Records for the task ::
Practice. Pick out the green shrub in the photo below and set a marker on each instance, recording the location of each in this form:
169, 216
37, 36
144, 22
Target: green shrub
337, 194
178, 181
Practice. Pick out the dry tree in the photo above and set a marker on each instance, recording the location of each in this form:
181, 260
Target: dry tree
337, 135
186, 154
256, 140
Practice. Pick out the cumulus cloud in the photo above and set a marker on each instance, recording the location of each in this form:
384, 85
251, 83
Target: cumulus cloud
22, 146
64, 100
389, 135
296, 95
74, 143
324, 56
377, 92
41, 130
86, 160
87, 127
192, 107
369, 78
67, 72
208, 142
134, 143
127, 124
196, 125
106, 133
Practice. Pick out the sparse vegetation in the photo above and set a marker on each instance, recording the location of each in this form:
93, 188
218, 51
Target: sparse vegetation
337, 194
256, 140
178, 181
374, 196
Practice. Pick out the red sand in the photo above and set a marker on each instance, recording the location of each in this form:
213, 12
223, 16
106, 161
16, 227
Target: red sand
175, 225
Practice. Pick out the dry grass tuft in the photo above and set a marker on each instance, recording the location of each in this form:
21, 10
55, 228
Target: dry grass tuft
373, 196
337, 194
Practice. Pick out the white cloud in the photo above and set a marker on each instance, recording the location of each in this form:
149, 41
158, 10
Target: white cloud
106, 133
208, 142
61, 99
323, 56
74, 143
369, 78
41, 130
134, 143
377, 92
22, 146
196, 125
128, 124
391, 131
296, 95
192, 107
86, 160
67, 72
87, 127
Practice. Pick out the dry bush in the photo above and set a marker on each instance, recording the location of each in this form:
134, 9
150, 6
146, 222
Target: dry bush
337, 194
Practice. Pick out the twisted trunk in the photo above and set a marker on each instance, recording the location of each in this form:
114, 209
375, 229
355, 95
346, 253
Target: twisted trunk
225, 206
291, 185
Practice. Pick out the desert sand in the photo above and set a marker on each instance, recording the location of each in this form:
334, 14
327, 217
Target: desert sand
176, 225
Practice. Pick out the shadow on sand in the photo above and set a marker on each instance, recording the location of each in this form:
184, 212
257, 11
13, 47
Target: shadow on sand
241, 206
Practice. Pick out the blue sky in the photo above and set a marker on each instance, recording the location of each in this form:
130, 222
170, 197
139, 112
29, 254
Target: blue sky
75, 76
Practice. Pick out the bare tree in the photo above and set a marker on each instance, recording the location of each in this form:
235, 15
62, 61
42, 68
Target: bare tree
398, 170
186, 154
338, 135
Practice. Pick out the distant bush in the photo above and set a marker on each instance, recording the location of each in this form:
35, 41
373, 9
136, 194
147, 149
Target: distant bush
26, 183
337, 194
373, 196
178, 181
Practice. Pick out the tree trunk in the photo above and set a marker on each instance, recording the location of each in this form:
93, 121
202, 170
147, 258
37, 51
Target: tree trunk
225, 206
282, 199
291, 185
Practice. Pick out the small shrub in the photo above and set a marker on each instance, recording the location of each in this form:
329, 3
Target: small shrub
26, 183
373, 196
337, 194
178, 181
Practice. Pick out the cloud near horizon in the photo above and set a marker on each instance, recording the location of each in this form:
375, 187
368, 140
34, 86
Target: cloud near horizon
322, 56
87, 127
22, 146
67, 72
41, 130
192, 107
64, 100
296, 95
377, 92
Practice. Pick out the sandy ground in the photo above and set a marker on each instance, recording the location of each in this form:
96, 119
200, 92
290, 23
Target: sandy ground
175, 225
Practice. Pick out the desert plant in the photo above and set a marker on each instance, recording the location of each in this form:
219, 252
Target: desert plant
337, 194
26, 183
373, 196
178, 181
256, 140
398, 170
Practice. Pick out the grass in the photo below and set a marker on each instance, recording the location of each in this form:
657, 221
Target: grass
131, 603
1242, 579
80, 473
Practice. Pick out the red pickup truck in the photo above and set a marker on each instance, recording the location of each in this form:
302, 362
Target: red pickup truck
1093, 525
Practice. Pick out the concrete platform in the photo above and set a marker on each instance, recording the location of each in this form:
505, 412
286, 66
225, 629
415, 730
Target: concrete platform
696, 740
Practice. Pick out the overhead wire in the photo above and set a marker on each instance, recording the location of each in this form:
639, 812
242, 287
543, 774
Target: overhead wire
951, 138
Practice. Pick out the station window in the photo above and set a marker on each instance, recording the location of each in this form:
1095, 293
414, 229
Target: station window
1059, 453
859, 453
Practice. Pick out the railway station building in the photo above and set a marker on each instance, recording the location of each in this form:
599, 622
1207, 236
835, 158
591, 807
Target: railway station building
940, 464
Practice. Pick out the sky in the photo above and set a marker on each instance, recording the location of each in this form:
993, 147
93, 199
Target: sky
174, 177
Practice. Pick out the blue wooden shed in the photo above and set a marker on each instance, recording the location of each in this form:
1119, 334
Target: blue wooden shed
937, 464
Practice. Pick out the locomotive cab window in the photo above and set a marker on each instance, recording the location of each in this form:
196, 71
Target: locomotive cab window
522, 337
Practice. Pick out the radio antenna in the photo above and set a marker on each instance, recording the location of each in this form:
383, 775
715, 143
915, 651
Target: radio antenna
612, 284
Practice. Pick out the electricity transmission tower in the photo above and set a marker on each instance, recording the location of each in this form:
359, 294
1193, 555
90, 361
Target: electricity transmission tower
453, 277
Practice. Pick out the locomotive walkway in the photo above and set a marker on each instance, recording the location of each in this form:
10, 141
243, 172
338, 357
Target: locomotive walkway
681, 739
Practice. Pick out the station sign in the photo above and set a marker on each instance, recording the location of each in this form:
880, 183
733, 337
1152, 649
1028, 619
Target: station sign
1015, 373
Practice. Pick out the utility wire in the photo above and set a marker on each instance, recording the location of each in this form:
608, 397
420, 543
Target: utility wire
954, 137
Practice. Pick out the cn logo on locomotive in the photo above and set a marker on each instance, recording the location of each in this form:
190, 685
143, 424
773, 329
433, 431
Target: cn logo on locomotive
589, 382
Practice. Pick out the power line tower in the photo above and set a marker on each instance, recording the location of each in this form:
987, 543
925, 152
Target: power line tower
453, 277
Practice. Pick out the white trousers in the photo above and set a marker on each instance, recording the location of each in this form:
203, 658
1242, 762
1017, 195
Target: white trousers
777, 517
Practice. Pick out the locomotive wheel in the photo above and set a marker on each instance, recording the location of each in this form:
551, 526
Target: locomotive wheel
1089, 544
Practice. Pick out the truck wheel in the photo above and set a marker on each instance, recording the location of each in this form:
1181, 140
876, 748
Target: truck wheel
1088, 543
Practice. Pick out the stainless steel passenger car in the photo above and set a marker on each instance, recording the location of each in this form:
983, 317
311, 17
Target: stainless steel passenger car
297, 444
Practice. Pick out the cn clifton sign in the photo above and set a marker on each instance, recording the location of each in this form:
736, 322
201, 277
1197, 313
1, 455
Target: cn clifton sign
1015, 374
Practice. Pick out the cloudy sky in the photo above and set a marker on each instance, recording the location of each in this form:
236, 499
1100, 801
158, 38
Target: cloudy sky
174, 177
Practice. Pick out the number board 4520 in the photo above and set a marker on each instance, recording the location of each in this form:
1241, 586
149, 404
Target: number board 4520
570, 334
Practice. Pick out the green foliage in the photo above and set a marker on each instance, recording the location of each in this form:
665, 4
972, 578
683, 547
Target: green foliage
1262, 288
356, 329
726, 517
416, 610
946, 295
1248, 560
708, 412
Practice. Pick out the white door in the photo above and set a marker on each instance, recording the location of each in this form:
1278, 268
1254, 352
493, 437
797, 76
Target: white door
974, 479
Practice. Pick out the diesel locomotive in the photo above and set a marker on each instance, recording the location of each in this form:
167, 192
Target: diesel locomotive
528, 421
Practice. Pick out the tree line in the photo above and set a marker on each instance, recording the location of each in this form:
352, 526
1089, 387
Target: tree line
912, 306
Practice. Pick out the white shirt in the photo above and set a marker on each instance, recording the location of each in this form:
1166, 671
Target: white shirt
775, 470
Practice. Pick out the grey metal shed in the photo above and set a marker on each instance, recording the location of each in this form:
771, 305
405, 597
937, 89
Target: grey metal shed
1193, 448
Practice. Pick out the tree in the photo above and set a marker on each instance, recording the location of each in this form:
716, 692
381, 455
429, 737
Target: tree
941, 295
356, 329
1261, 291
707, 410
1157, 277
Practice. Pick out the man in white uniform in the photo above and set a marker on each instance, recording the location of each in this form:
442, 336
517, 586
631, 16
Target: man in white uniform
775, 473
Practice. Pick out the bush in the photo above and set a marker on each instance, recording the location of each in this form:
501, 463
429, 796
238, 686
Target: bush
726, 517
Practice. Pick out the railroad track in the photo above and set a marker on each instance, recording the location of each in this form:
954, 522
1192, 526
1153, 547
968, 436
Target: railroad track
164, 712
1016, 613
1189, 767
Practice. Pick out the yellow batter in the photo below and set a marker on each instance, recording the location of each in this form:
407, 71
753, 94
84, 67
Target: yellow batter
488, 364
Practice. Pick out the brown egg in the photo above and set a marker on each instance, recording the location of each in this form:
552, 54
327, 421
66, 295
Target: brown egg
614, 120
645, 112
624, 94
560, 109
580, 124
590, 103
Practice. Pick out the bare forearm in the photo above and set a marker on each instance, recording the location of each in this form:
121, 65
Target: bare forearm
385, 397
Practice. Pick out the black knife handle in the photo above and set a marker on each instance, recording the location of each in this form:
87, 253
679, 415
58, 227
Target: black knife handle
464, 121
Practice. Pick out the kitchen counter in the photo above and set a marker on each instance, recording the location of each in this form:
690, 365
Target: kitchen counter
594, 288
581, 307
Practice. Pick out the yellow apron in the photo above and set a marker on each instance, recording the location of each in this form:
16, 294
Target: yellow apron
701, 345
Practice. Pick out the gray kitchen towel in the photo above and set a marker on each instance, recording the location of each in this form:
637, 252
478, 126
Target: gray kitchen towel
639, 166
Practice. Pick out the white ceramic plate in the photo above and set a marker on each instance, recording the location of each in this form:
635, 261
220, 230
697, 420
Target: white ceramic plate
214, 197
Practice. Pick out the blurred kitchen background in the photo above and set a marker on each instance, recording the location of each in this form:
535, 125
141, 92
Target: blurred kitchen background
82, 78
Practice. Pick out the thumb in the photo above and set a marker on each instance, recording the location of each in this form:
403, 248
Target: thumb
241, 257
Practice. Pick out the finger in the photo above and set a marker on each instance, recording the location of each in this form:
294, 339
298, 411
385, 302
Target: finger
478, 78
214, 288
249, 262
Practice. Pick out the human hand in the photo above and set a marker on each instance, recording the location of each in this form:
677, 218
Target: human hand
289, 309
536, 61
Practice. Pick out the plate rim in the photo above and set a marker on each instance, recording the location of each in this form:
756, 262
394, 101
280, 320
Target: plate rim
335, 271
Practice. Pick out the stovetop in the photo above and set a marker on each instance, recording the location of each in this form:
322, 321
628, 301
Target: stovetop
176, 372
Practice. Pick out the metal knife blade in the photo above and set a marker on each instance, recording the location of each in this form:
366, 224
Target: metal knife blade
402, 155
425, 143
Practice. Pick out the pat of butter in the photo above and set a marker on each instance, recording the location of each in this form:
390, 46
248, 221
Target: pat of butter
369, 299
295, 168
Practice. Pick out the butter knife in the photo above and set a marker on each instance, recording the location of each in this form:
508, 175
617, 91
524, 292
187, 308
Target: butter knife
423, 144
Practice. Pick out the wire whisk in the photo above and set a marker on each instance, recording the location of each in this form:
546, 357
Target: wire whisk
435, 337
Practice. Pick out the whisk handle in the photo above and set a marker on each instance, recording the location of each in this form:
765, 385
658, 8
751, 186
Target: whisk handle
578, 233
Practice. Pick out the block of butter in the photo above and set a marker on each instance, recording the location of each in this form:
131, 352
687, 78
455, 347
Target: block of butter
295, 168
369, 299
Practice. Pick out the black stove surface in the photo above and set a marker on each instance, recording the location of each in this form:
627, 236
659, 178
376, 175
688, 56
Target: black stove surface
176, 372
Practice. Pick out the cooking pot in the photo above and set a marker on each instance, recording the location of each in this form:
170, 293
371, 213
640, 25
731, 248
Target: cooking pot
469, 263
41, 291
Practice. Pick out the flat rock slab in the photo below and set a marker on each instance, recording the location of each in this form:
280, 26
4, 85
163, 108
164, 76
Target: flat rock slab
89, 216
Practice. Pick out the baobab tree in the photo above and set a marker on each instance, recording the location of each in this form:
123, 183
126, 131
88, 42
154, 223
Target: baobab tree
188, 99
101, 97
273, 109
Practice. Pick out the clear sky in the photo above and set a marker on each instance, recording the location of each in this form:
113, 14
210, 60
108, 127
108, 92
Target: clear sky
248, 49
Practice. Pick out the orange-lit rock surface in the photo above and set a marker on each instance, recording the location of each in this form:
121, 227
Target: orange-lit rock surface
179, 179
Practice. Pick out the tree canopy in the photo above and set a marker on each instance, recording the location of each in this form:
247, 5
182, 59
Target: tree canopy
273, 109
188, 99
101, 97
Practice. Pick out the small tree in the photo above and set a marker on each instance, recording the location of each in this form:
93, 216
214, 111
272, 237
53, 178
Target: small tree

What needs to be done ::
Everything from the line that contains "Practice. Pick out the flat" through the end of the records must be duplicated exactly, and nothing outside that range.

In response ::
Practice. Pick out the flat rock slab in the photo below and set a marker on each instance, recording the location of each in this form:
280, 26
4, 85
163, 108
164, 76
Target: flat rock slab
89, 216
Practice. Pick out the baobab tree in the photo above and set a marker on each instance, recording the location of each in this form:
123, 183
126, 131
88, 42
154, 223
Target: baobab tree
188, 99
101, 97
273, 109
Practice. Pick out the clear sky in the photo above and set a marker on each instance, recording the location of each in this form:
113, 14
210, 60
108, 127
108, 92
Target: clear sky
248, 49
Practice. Pick out the orange-lit rock surface in the photo above and set a marker on each instance, recording the location of each in this form:
121, 227
Target: orange-lit rock surface
179, 179
Practice. Pick out the tree canopy in the photo above and set a marker on each instance, recording the location of each in this form:
247, 5
182, 59
Target: tree canopy
273, 109
188, 99
101, 97
Practice. Pick out the small tree in the photo above and set a marker on each instance, recording the location of each in this form:
93, 216
214, 111
272, 237
53, 178
Target: small tree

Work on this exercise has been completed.